▶ TASK INPUT
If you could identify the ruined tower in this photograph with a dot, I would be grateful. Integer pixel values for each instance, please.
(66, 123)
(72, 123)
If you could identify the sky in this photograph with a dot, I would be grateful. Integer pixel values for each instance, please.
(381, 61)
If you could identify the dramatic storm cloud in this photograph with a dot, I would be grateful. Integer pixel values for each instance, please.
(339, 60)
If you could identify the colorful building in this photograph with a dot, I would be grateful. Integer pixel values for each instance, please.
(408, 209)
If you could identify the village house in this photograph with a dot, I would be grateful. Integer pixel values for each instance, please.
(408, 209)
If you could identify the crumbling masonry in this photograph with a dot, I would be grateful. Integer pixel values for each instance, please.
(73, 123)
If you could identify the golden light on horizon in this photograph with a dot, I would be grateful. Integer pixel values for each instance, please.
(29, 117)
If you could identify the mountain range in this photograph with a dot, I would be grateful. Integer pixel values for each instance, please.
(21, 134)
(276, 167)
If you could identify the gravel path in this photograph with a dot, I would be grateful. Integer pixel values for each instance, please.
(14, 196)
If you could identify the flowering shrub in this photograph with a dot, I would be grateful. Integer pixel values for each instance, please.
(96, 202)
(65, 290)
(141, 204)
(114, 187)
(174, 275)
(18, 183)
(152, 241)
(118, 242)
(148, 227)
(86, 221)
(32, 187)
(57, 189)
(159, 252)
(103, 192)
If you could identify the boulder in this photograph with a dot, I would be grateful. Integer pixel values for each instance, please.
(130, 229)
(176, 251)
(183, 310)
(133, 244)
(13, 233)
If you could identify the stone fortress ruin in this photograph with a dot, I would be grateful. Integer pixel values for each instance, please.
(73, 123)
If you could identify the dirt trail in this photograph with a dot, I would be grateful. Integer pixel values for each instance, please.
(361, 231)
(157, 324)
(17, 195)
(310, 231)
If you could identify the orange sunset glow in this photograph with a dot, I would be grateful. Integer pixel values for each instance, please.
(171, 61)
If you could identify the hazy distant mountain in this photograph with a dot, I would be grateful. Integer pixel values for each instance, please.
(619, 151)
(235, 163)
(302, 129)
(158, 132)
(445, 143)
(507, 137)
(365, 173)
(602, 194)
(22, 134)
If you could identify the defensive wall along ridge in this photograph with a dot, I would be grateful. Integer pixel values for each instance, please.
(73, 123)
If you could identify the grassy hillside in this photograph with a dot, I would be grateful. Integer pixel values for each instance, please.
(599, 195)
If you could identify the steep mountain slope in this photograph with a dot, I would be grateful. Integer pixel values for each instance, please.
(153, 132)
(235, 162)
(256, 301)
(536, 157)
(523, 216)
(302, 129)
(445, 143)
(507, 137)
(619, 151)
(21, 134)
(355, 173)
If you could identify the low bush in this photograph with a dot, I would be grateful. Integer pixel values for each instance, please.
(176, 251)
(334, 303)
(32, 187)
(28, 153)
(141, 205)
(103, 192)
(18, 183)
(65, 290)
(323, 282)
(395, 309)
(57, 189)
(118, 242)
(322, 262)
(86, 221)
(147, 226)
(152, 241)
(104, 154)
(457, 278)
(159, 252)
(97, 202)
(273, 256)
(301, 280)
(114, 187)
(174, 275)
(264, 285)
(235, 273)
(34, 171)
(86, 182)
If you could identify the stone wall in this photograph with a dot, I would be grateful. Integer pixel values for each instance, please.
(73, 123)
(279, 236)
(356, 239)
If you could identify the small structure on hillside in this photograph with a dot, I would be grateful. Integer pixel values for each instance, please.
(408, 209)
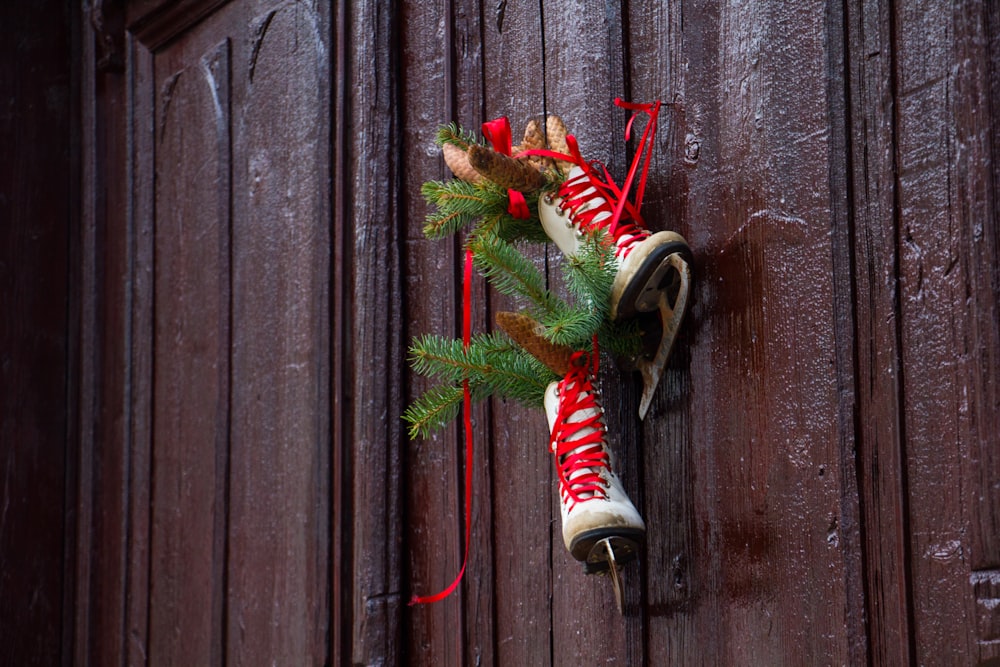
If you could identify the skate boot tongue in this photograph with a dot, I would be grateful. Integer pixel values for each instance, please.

▶ GOAL
Every entry should be returned exactly as written, minus the pictures.

▶ ANSWER TO THIS PROBLEM
If you could identify the ruined tower in this photograph with a dot, I would be grateful. Integer pixel values for each instance, please.
(66, 123)
(72, 123)
If you could identify the sky in this photograph with a dot, I would be grateful. Integer pixel values for each instance, please.
(381, 61)
If you could identify the dramatic storm cloud in this photograph with a dot, I would be grateful. Integer pixel values for each instance, please.
(339, 60)
If you could identify the colorful building in this photograph with a dot, I would be grateful. Integer pixel values for each instance, please.
(408, 209)
If you could identify the village house in this photograph with a dot, I would be grateful. Integer pixel values for each instance, please.
(408, 209)
If you could identify the crumbling masonry in this photograph with a dot, I would be grateful. Integer pixel values for each instance, please.
(73, 123)
If you could identify the golden light on horizon in this photograph with a dot, I would be grateful. Integer pixel values for each instance, please.
(29, 117)
If you could identify the mountain range in this photograph with a dot, I would be grateful. Integer pixel values for each instance, please.
(21, 134)
(276, 167)
If you could identify the gravel path in this photograph with a dot, I would be grateful. Integer pixel values for each instance, please.
(14, 196)
If you could identify the flowering shrub in this photograph with a dot, I would be grateful. Integer pixel values for each instance, please.
(96, 202)
(65, 290)
(141, 204)
(114, 187)
(174, 275)
(18, 183)
(152, 241)
(118, 242)
(148, 227)
(86, 221)
(32, 187)
(57, 189)
(159, 252)
(103, 192)
If you could identify the boulder in this photograph with a dot, I would be grateful. Integer pixel values for each instance, please.
(130, 229)
(176, 251)
(183, 310)
(133, 244)
(13, 233)
If you could identify the stone fortress ruin in this photograph with a dot, I would be grateful. Integer pixel values for each instance, please.
(73, 123)
If you could identify the dirt trail in this photograph with a dot, I would be grateful. Integer pixel values for each instance, please.
(361, 231)
(157, 324)
(17, 195)
(310, 231)
If you could identify the orange sunset glow in this photograph with a dot, I would be grateful. Integer pixel values for each instance, please.
(171, 61)
If you could identify the hazy distant mountain in this photograph with a dot, I would be grateful. Integer pixel values for each instance, please.
(619, 151)
(235, 163)
(302, 129)
(158, 132)
(445, 143)
(507, 137)
(365, 173)
(602, 194)
(22, 134)
If you could identify the defensive wall along ridge in this photograph with a dot, I would be grateful. Integer pixel values for each instance, please.
(73, 123)
If you could identify the grassy hillside in this photograph with a dot, I would be grateful. Integer pixel values for each instance, please.
(599, 195)
If you could identify the steep mountain slope in this photograph with a dot, I would be grateful. Integer pixel values for each instance, please.
(153, 132)
(235, 162)
(256, 301)
(536, 157)
(523, 216)
(302, 129)
(445, 143)
(507, 137)
(619, 151)
(21, 134)
(355, 173)
If you could identify the low bush in this photograph with a dot, I would be grateful. Integer pixel values for each instance, please.
(176, 251)
(334, 303)
(32, 187)
(28, 153)
(141, 205)
(103, 192)
(18, 183)
(65, 290)
(323, 282)
(395, 309)
(57, 189)
(118, 242)
(322, 262)
(86, 221)
(147, 226)
(152, 241)
(104, 154)
(457, 278)
(159, 252)
(97, 202)
(273, 256)
(301, 280)
(114, 187)
(174, 275)
(264, 285)
(235, 273)
(34, 171)
(86, 182)
If you could identify the stone wall in this photograph with a dot, I would be grateful. Integer pixel values for each instance, please.
(73, 123)
(279, 236)
(356, 239)
If you could identify the small structure on hillside in this photograph with a dot, I would be grateful. Integer pixel values for each instance, please.
(408, 209)
If you could identify the skate boot tongue in this photograph with a dot, I would be grateful. Integer pixel values for each instance, please.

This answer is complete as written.